Exercise aim: Give the number of lines in this listing that hold "apiece". No other words belong in the reply.

(Beginning of Exercise data)

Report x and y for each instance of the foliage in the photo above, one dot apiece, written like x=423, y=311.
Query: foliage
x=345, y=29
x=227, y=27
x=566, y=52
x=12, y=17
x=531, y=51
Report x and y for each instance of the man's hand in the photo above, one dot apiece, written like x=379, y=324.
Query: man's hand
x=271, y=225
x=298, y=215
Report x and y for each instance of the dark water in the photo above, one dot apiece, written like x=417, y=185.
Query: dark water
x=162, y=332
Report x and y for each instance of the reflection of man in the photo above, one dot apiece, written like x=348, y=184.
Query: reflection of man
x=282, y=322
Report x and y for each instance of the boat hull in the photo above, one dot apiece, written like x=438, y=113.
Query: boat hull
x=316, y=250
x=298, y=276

(End of Exercise data)

Result of the task: 5